> DIRECTIVE A
State how many lines of the rows below contain the string "navy", treating uppercase and lowercase letters as distinct. Give only the number.

> PAGE EXCERPT
§ §

Stability

I started changing my dating behaviour about 1.5 years ago, and it’s become clearer and clearer to me that what I want – need – from people in my life is stability. Reliability. Strength. Not as in, being strong for me – but enabling me to be able to, give me the strength to, the power to, the courage to take care of whatever I need to do.

(cn depression, trauma, suicide, spoilers for The Night House)

This ain’t the hottest of all takes for social relationships, but it’s certainly unintuitive to me, because my isolation trauma has always pushed me to try to squeeze out as much positivity, emotion, hype, affection, love as possible out of every connection that I had because tomorrow it’s probably gonna be gone again. And, partly because being a neurodivergent traumatised political queer person isn’t the most simple person to be around, but also partly as a self-fulfilling prophecy, it has so far proven to be true. That kind of sentiment, that you don’t really trust a connection, people can feel that, and it feels weird. And trying to push the affection out of it is literally being pushy. That’s uncomfortable at best, and eventually everyone cuts it. I don’t do it consciously, but as self-fulfilling prophecies work, it happens, it confirms itself, the emotions don’t change, and it all repeats.

I know how this process works, and I know how to intervene. I know I need to make smarter decisions, even if they’re unintuitive, and in the moment where I need to make one trust myself to have made a correct assessment from a distance. That way, better experiences happen and cycles get broken. I know this works because it has worked. My social life has improved and gotten more reliable in the last few years, and the pattern of people I get closer to has changed too. That is inherently good not because those people were bad, but because breaking cycles is inherently good, and getting closer to people who aren’t just the old pattern doesn’t mean I can’t get closer to people who would confirm to that pattern anymore. In fact, making healthier experiences can help me live those connections in more healthy ways too.

But then, the universe happens. I make a mistake – a grave mistake – sometimes, unforgiveable mistakes. I hurt someone, not knowing even though retrospectively I should have, and the connection is gone. And not just it, but others follow, as a long-term repercussion. Mistakes I make unknowingly have always followed me through my entire life. Part of the reason is that I confide in everyone who’s important to me, because it’s a part of my emotional landscape, but also because I feel I’m not allowed not to. A friend told me I need to stop because the world isn’t ready for what she considers the unearthly, but more importantly unhealthy and unrealistic, ethical standards I have towards myself. I don’t agree with her; other people do, in their own words (usually not as hyperbolically).

One base ethical principle of mine is to do what I can’t not do. But in a world with group dynamics, terrible communication, traumata and unjust systems that only make everyone who’s involved hurt even more, sometimes there is no correct decision to make. I was never able to accept this, and for the longest time, I didn’t have to. But extraordinary circumstances push the boundaries of what any ethical principle can be applied to. I find myself being paralysed. I look up to the sky and ask, what the fuck do you want from me? I don’t even believe in God. Sometimes a thought is so strong, you need archetypical acting to let it exist.

A friend who’s been there a handful of times in the moments where this escalated has always only repeated the reassurance that sometimes, there is no right decision. In the moment, it helps, but outside of it, it achieves the opposite. I need to be able to believe that there are correct ways to do things because I need to believe that all of this shit can go somewhere. I look at an imaginary utopia, a world without capitalism, the patriarchy, transphobia – any systemic oppression, really – and, most importantly, without traumata, and I ask myself, what can I do to help us get there?

§ §

[Coordinate labeling data]
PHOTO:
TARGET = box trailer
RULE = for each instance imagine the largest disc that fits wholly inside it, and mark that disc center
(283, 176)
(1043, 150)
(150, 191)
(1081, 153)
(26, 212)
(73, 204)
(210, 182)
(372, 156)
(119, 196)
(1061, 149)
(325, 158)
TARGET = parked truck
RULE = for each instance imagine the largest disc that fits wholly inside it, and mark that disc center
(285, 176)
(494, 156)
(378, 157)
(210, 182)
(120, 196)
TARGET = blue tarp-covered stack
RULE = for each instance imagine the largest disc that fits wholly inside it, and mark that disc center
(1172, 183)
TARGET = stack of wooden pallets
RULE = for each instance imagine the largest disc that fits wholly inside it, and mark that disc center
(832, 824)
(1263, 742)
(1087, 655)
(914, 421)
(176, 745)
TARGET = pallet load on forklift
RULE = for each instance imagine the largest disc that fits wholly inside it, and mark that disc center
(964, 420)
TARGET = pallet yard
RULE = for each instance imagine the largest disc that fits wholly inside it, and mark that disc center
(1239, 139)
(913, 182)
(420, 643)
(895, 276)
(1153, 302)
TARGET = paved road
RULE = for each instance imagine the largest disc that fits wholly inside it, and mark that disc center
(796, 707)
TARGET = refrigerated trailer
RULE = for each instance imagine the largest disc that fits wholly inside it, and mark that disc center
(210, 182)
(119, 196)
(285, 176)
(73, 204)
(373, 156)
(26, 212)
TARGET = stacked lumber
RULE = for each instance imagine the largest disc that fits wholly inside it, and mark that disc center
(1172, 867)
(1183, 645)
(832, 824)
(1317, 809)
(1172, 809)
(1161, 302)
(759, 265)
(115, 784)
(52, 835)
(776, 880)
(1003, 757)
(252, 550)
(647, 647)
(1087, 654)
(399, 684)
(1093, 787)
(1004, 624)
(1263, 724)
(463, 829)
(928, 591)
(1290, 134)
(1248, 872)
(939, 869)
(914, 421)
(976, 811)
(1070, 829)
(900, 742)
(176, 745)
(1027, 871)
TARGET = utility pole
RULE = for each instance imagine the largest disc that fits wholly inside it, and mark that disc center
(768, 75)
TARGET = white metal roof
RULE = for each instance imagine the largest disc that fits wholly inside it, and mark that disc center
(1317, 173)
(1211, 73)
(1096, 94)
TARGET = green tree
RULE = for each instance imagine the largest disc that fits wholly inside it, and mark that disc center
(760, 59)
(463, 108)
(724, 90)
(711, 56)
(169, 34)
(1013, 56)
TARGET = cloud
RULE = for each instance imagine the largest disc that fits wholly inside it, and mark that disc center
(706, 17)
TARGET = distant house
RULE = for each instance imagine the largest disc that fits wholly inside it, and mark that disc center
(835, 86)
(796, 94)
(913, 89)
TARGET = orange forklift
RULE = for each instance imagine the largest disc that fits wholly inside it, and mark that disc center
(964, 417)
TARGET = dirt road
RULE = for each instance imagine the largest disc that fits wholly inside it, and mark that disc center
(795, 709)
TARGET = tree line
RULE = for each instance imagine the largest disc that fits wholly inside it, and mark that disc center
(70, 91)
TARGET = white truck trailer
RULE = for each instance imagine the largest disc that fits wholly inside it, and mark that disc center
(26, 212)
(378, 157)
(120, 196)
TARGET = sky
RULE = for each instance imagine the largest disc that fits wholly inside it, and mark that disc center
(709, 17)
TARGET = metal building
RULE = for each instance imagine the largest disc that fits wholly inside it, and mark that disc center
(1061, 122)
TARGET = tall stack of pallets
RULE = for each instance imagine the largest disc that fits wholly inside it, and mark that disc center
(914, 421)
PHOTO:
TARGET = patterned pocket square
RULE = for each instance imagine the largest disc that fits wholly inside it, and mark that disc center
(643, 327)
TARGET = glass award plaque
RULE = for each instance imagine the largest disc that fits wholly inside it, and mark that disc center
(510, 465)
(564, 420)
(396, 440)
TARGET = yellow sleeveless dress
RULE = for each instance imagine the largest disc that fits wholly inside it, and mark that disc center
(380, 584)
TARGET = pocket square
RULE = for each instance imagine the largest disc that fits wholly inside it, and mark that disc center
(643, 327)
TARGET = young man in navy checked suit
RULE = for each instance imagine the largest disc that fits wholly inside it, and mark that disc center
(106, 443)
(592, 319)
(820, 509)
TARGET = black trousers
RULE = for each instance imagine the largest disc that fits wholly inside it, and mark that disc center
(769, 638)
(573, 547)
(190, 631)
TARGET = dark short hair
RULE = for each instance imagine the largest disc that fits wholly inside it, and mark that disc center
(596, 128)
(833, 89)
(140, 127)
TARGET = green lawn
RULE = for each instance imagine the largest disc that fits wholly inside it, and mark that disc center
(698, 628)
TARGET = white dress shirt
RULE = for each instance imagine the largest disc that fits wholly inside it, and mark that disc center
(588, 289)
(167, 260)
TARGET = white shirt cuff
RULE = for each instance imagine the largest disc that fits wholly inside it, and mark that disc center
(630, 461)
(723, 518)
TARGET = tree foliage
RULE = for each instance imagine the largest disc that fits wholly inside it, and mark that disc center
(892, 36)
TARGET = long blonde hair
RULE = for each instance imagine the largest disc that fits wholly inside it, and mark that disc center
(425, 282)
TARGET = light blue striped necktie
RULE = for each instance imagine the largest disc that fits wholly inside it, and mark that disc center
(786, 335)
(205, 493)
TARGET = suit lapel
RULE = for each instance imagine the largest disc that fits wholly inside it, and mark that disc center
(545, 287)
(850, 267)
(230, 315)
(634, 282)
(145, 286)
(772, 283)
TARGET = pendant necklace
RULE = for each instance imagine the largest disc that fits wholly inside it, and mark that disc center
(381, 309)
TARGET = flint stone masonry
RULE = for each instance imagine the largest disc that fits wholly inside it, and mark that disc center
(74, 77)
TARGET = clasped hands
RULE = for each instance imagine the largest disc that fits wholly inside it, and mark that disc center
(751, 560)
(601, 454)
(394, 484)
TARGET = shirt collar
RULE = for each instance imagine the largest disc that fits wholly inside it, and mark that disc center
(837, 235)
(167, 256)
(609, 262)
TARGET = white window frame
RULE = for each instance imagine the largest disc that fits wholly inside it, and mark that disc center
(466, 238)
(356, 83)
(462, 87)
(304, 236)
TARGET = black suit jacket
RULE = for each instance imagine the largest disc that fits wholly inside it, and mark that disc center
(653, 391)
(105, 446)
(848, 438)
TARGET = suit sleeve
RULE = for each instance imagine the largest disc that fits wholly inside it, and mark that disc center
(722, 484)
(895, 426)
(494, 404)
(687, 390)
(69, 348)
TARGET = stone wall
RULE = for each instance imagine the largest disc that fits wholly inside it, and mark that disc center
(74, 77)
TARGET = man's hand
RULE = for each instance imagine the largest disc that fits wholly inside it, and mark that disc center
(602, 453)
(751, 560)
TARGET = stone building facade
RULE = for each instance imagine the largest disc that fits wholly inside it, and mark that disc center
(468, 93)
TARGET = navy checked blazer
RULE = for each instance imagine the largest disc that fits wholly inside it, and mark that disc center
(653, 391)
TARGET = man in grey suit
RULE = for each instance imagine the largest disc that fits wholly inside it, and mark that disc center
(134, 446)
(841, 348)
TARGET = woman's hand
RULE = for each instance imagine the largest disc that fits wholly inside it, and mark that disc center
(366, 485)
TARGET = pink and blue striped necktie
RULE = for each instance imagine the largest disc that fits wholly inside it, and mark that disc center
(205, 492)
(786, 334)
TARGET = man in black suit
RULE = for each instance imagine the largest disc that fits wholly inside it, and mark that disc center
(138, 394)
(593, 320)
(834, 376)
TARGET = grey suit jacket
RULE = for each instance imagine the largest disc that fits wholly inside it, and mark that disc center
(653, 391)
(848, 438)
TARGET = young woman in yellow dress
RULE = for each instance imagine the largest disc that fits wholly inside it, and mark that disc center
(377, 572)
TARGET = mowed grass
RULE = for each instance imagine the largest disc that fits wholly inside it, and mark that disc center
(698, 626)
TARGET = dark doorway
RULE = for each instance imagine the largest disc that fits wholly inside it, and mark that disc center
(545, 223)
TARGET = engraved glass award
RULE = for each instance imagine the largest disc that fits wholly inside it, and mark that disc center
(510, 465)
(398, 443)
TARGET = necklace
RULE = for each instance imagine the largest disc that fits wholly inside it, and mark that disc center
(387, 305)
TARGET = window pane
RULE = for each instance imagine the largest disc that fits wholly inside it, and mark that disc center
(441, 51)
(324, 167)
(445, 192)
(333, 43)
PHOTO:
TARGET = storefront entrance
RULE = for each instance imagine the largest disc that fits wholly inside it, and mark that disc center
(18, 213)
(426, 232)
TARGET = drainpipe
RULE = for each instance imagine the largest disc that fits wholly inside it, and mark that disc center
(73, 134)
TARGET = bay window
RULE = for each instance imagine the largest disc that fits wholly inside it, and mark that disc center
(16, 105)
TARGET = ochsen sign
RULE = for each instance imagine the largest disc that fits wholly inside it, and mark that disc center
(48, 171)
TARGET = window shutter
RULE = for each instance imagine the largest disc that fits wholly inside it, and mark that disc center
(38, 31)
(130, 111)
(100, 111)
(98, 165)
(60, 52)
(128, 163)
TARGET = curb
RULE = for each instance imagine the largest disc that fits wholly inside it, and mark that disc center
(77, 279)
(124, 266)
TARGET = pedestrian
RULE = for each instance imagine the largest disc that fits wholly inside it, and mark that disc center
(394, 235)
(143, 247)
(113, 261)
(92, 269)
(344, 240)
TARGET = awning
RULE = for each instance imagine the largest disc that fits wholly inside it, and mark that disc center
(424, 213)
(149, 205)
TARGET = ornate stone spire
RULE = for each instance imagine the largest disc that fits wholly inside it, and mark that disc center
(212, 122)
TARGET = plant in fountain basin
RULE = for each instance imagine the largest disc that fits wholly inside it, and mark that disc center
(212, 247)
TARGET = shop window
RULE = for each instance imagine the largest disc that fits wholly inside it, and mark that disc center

§ §

> DIRECTIVE B
In the essay on stability, approximately how long ago did the writer start changing their dating behavior?

> OUTPUT A
2

> OUTPUT B
About 1.5 years ago.